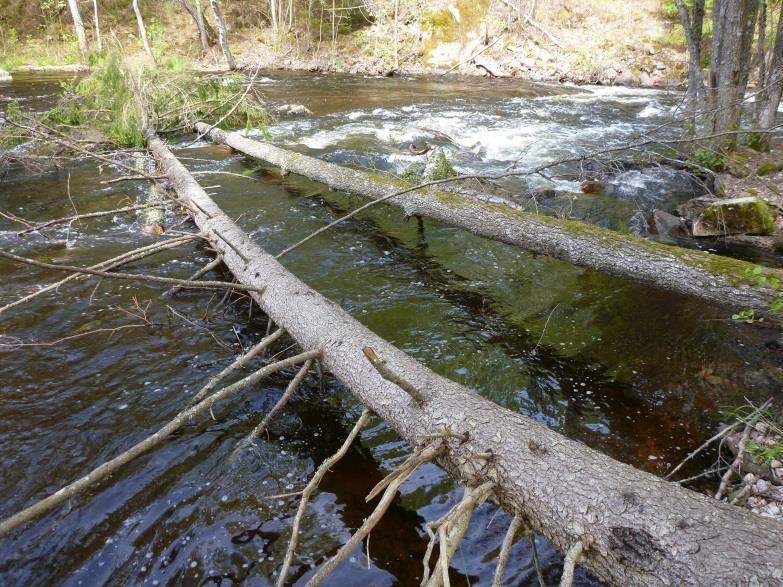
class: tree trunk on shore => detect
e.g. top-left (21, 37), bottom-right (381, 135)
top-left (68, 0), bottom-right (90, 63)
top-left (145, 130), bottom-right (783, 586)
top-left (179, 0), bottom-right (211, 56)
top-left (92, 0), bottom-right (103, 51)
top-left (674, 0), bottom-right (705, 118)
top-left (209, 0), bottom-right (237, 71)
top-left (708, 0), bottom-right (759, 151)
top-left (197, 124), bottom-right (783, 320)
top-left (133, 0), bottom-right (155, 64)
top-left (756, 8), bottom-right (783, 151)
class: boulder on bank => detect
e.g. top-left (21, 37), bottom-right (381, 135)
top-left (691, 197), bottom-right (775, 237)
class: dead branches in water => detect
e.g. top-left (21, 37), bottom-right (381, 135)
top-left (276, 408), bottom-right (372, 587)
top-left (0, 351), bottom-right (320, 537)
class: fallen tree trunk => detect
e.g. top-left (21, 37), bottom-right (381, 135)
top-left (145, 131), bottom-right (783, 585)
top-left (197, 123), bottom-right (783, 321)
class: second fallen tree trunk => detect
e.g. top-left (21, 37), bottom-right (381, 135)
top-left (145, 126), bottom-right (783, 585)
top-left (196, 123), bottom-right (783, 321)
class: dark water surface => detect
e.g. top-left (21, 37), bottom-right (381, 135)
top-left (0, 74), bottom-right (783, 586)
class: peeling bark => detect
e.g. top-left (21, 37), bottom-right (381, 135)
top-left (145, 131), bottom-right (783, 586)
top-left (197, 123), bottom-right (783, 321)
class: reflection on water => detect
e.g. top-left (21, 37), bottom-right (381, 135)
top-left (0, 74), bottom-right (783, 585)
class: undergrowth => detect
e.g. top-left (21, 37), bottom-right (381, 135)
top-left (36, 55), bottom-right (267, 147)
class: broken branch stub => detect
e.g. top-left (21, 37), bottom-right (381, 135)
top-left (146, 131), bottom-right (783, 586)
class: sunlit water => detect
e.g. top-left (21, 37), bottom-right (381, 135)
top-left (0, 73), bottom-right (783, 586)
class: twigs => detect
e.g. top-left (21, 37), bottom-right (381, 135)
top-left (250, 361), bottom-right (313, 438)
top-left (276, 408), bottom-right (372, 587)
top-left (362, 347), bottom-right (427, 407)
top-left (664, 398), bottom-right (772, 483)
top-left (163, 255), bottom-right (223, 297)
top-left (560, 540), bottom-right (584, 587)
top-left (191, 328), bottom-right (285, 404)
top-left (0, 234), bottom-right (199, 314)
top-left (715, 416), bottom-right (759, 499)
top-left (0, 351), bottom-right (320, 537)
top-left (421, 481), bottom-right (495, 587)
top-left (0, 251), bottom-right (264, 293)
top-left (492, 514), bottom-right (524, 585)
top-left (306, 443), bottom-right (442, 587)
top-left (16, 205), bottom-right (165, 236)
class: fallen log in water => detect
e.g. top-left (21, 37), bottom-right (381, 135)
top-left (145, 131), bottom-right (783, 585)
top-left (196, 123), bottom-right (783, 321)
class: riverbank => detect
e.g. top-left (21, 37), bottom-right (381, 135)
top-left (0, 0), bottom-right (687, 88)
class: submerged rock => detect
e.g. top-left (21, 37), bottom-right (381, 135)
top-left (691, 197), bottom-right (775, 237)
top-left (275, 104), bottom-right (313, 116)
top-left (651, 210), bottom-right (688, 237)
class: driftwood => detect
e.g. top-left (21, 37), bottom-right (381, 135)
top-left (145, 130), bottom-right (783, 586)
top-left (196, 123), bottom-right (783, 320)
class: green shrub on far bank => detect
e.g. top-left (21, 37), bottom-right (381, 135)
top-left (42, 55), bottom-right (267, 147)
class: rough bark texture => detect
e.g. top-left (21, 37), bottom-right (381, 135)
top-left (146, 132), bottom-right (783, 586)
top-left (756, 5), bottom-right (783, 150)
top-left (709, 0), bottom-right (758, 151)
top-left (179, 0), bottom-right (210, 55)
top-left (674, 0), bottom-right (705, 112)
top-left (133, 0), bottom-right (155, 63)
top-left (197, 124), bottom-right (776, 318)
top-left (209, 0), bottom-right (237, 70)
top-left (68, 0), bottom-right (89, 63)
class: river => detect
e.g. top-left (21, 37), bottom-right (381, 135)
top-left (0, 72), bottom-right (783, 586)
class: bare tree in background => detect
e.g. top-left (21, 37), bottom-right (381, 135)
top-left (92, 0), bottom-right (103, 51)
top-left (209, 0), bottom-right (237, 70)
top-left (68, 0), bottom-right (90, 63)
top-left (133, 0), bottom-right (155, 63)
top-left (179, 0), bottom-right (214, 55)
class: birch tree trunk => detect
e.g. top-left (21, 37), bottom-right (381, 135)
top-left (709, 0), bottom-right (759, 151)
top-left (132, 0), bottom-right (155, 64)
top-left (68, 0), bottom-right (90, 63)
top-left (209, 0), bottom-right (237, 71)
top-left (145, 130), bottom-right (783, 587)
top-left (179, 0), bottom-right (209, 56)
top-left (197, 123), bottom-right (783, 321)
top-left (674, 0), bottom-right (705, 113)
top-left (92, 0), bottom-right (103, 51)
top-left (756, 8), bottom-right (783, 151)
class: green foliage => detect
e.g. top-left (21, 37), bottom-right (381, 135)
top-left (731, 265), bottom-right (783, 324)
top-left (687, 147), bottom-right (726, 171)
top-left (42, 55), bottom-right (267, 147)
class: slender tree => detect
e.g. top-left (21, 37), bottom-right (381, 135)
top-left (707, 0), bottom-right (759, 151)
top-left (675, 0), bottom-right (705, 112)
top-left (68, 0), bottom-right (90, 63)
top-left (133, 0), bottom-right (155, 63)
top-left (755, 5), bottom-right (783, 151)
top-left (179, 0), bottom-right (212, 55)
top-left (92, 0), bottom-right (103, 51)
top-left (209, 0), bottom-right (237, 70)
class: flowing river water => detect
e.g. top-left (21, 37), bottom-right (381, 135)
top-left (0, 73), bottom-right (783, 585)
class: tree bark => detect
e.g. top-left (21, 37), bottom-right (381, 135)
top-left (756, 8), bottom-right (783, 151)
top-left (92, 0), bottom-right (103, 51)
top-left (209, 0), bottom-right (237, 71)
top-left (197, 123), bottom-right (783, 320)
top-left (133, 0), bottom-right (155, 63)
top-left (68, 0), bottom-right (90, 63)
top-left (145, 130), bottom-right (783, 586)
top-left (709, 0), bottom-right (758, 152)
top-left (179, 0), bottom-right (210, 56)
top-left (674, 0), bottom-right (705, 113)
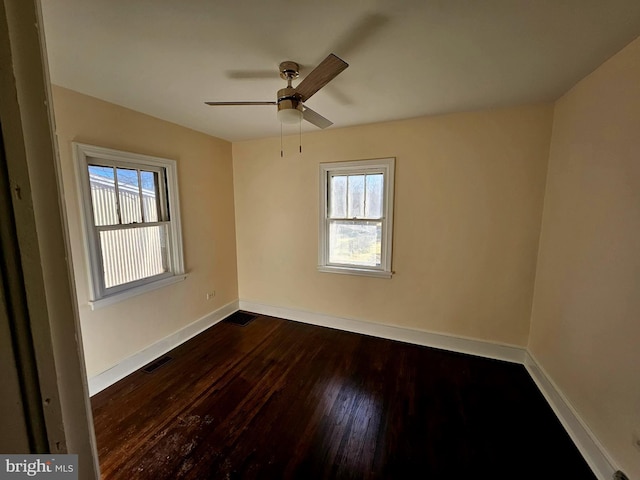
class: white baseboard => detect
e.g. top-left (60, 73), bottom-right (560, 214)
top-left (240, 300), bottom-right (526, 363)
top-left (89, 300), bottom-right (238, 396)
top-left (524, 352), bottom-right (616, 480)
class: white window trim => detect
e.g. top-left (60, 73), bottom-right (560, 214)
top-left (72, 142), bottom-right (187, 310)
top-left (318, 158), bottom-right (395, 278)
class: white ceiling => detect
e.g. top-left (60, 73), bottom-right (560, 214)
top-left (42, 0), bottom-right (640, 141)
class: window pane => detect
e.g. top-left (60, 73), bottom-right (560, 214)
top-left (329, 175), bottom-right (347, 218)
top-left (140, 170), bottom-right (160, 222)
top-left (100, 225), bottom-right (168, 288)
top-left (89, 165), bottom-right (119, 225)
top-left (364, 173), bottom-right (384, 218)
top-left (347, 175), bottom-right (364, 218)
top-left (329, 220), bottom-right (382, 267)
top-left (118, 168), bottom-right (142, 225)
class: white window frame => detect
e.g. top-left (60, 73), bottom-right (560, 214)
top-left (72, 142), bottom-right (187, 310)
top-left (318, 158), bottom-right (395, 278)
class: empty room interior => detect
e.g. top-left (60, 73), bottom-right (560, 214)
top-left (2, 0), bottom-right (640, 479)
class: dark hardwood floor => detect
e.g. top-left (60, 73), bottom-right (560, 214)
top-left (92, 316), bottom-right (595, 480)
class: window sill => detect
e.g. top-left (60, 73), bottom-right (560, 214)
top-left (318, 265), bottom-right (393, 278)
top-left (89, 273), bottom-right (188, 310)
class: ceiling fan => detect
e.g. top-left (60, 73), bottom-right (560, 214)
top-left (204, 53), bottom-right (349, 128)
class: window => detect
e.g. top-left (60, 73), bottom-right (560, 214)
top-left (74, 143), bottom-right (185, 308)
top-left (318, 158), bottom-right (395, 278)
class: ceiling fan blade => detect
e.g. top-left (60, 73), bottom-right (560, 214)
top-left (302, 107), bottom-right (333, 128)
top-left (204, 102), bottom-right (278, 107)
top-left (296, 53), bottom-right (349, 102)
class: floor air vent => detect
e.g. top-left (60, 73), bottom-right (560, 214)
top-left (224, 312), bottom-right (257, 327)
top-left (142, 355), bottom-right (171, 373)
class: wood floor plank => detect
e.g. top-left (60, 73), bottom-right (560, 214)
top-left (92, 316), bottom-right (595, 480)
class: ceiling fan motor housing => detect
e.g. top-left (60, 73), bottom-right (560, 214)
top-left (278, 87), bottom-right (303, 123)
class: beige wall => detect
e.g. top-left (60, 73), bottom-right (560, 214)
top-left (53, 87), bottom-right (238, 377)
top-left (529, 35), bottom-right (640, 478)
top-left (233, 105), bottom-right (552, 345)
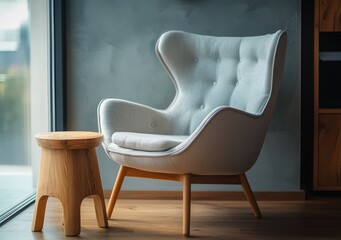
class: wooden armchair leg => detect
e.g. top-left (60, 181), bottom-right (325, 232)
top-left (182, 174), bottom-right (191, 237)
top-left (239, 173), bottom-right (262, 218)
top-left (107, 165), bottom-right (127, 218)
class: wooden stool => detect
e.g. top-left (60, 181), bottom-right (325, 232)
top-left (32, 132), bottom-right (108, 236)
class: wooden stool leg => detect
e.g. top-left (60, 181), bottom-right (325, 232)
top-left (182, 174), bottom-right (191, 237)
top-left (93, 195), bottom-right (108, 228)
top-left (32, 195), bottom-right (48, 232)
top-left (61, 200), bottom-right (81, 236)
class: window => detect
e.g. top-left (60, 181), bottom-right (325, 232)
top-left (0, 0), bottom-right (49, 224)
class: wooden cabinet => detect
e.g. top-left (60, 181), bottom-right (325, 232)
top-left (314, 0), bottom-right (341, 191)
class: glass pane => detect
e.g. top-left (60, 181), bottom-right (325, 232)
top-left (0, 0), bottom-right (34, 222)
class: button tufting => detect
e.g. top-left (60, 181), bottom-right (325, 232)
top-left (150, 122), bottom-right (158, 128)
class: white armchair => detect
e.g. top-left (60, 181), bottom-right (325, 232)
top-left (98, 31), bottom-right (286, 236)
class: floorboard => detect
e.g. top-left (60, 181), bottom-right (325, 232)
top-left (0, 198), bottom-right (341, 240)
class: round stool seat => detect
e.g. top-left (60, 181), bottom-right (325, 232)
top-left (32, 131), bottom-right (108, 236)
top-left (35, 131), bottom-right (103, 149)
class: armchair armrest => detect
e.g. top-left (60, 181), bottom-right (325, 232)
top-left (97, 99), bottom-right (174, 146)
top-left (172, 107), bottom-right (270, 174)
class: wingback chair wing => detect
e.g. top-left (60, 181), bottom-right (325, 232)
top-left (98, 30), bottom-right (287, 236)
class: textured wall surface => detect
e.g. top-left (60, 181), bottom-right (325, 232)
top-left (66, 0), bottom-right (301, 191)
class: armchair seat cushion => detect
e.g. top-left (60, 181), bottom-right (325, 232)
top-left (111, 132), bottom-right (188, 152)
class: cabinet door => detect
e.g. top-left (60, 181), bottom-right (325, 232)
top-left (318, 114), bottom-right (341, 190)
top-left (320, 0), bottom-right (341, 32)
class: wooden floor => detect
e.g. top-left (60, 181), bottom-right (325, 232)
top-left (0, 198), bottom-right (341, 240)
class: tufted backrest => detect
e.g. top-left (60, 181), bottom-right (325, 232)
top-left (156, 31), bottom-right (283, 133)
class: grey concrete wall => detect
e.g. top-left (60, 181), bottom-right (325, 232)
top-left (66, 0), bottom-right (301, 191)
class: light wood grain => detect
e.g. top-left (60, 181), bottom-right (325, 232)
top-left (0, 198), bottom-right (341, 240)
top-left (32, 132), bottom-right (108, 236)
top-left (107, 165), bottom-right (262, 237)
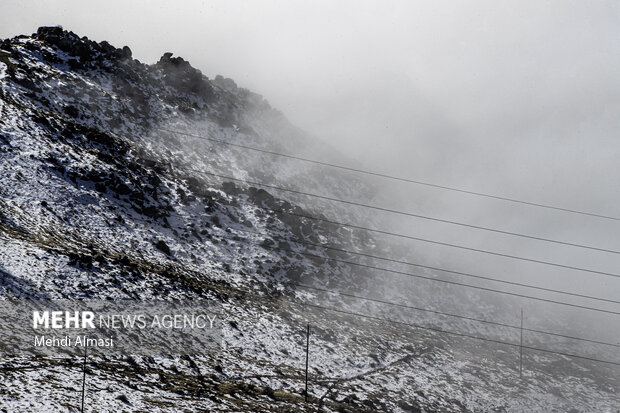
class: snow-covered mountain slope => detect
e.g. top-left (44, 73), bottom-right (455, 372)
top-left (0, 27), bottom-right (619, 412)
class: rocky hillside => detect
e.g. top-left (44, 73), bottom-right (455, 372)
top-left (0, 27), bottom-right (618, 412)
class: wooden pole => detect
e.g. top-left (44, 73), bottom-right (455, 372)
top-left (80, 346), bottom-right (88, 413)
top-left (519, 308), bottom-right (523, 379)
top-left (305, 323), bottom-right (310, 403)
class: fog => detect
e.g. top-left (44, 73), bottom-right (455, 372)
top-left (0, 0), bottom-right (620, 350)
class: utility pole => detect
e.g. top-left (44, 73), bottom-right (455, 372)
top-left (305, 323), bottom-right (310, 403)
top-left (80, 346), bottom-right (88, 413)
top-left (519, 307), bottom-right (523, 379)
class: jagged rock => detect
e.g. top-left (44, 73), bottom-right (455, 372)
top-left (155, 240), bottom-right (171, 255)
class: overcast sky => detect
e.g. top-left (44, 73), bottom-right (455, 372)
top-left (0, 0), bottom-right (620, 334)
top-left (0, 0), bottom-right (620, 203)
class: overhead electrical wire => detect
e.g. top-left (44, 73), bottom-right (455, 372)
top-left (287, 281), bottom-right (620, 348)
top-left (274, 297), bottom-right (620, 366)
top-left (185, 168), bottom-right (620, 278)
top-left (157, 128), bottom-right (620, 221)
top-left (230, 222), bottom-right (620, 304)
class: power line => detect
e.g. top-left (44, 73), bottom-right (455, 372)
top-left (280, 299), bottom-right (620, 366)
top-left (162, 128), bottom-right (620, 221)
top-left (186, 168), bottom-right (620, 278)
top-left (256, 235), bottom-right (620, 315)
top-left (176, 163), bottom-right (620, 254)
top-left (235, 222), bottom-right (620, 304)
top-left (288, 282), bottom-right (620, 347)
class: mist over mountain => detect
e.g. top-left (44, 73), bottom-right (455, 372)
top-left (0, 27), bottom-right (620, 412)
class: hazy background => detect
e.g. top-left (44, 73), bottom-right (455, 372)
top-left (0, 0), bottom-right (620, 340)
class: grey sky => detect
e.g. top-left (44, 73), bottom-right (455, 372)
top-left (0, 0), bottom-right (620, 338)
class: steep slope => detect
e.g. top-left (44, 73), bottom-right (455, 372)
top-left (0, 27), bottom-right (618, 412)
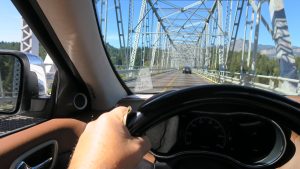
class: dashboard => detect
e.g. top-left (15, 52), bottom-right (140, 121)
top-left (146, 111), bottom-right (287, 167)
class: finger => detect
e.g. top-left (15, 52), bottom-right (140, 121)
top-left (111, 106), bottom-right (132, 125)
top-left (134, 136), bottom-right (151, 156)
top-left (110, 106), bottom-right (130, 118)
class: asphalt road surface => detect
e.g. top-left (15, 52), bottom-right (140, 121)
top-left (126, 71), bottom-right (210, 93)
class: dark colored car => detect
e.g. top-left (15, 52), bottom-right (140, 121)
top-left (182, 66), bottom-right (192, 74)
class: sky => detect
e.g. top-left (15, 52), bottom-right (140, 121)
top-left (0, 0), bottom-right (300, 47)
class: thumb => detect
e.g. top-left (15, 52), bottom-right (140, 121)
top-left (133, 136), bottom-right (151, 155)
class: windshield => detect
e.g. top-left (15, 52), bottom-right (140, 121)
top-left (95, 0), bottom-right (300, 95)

========================================

# [Written instruction]
Copy out the lines word for word, from the line containing "class: steep slope => detect" through the line containing "top-left (0, 0), bottom-right (300, 47)", omitting the pictures.

# [Result for this exercise]
class: steep slope => detect
e.g. top-left (44, 73), bottom-right (455, 372)
top-left (0, 27), bottom-right (618, 412)
class: dashboard => detect
e.g. top-left (15, 52), bottom-right (140, 121)
top-left (146, 111), bottom-right (287, 167)
class: finger => detect
e.g. top-left (15, 52), bottom-right (140, 121)
top-left (111, 106), bottom-right (132, 125)
top-left (134, 136), bottom-right (151, 156)
top-left (110, 106), bottom-right (130, 118)
class: asphalt road surface => detect
e.g. top-left (15, 52), bottom-right (140, 121)
top-left (126, 71), bottom-right (210, 93)
class: dark colored car => detect
e.g. top-left (15, 52), bottom-right (140, 121)
top-left (182, 66), bottom-right (192, 74)
class: sky => detect
e.g. top-left (15, 52), bottom-right (140, 121)
top-left (0, 0), bottom-right (300, 47)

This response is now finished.